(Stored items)

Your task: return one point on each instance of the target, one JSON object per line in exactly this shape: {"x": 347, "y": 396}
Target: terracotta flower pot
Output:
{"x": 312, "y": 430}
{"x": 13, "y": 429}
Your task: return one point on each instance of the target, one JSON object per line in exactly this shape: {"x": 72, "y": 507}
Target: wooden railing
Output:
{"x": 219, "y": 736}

--

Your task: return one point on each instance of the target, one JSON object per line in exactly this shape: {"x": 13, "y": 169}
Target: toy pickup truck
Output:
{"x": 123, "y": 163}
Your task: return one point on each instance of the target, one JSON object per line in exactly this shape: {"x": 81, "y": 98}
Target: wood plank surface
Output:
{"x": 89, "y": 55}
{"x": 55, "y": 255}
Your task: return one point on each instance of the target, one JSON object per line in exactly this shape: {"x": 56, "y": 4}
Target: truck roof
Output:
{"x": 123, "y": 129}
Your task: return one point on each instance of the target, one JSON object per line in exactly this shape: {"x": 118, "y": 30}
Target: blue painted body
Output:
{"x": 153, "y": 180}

---

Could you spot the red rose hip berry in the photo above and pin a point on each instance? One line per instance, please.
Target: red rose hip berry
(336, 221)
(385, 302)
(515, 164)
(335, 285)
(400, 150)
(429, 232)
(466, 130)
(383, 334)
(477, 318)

— INSTRUCTIONS FOR THE TASK —
Look through the entries above for the word "truck". Say how many lines contain it, using only a number.

— WRITTEN RESPONSE —
2